▶ _Supplied entries_:
****************************************
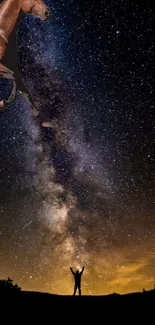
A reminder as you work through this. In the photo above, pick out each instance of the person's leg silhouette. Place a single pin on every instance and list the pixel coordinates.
(79, 290)
(75, 288)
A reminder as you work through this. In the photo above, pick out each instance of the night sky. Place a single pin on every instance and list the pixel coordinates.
(83, 192)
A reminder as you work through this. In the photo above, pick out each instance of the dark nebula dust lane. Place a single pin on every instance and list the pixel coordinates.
(81, 192)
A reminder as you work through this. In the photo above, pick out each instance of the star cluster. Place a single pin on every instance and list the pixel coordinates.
(81, 192)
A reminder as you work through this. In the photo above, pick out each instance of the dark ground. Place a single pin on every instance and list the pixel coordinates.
(25, 297)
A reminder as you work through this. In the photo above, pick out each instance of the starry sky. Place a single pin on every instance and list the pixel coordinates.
(83, 191)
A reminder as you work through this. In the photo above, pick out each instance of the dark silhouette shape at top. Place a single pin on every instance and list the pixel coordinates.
(77, 279)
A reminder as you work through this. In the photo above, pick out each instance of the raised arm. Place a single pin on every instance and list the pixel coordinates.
(82, 270)
(72, 271)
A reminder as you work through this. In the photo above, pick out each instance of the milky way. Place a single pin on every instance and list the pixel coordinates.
(81, 192)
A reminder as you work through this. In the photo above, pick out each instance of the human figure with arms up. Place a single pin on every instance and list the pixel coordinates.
(77, 280)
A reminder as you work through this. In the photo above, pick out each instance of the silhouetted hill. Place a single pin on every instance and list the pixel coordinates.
(27, 297)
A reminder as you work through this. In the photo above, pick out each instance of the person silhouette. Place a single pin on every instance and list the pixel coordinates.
(77, 280)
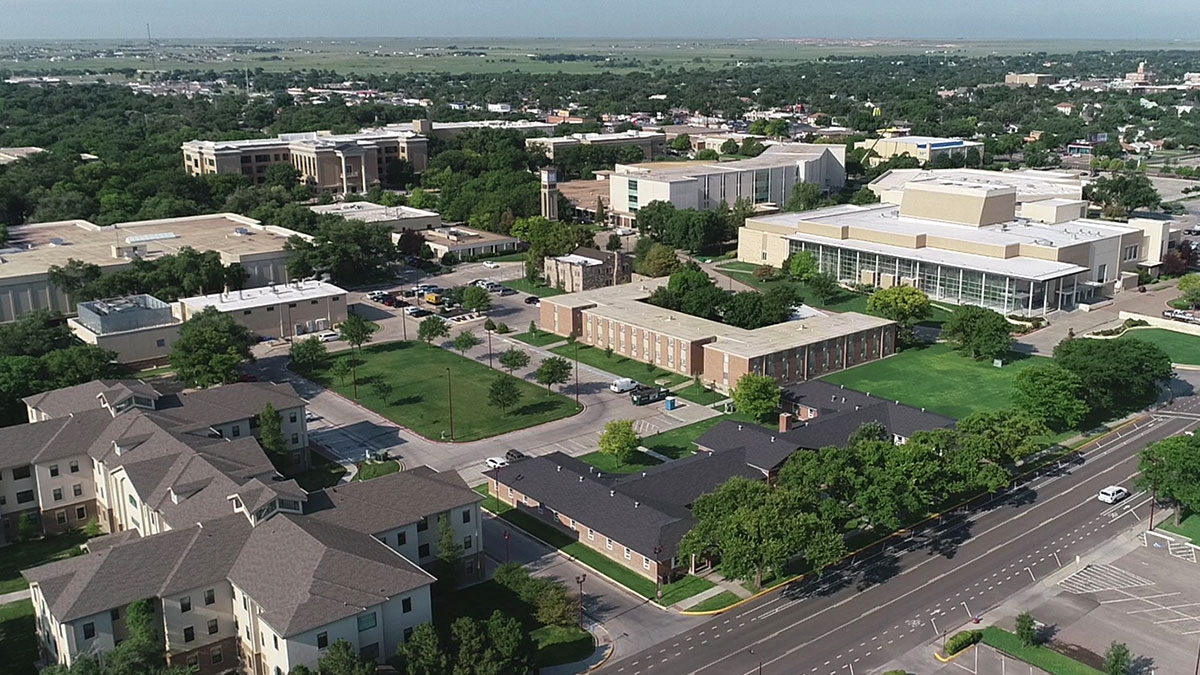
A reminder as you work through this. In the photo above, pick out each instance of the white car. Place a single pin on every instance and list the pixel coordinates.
(622, 386)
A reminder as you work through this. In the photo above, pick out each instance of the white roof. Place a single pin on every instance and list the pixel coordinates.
(263, 296)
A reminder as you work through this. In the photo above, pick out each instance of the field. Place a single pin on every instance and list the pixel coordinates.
(419, 393)
(1180, 346)
(936, 377)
****************************************
▶ _Written task_: Reproduce every item above verbatim, including each listed coordinate, and leave the pictures out of your reply.

▶ _Exercise result_:
A reminder as you work through this. In the photo above, pick out each instance of the person's leg silhouette. Place a single pin on every instance and list the pixel coordinates.
(79, 290)
(75, 288)
A reminder as you work through this. In the photo above, pick out each instance of the night sky. Place a single pin on every instance and list the pixel coordinates.
(83, 192)
A reminder as you work through this. In the photo above, pick out each instance of the dark nebula dust lane. Place a single pin on every instance and list the pixel coordinates.
(81, 192)
A reminder as you work through this. In the photo above, pick out each instance of the star cluster. Place a single pin on every instance and list the pixel coordinates.
(81, 192)
A reminder as you work through this. In the photo above, pick out each instance of the dark ground. Place a single pin on every instance and list the pixel coordinates.
(25, 297)
A reminder as you work through this. In the photo above, pick out each instance of the starry sky. Place a single pin on every instance and list the pixel coordinates.
(83, 191)
A reminder as you work through this. In the photo above, pick out each instance of the dark silhouette shape at top. Place a single pin on every instance and list the pixel coordinates.
(77, 279)
A reminder as you work through this. In the photo above, pick out each instance of the raised arm. Place a single pin on every instance and list the pixel coordinates.
(82, 270)
(72, 271)
A reminder as you work through this. In the photo above, pick out each instance of the milky way. Place a single pin on every instance and list the pixel coordinates.
(81, 192)
A reminder as you work through this. In the photo above, pick out each instance of the human figure with arms up. Place a single pin on every instance and list the pixel coordinates.
(77, 280)
A reminder as you work through this. In the photo above, pick out each instance of the silhouetted hill. Place a single pin on every instance and list the pixel coordinates.
(27, 297)
A reminder as you work through this. In the photo above, pick out each instance of the person silhouette. Place a single pin on every instance and list the pixel coordinates.
(77, 280)
A reminder as you work through this. In the photo above, pick out each instance of the white car. Place a single pin on every instance and list the pixel coordinates.
(622, 386)
A reminder as you work through this. In the photo above, pick out each instance of the white roof. Place a single pin on every instance and list the pixel coordinates.
(263, 296)
A reminder as you work through this. In the photo above, pick out each instance of the field. Place a single pin on every instance and list the pixel coordinates.
(419, 393)
(1180, 346)
(936, 377)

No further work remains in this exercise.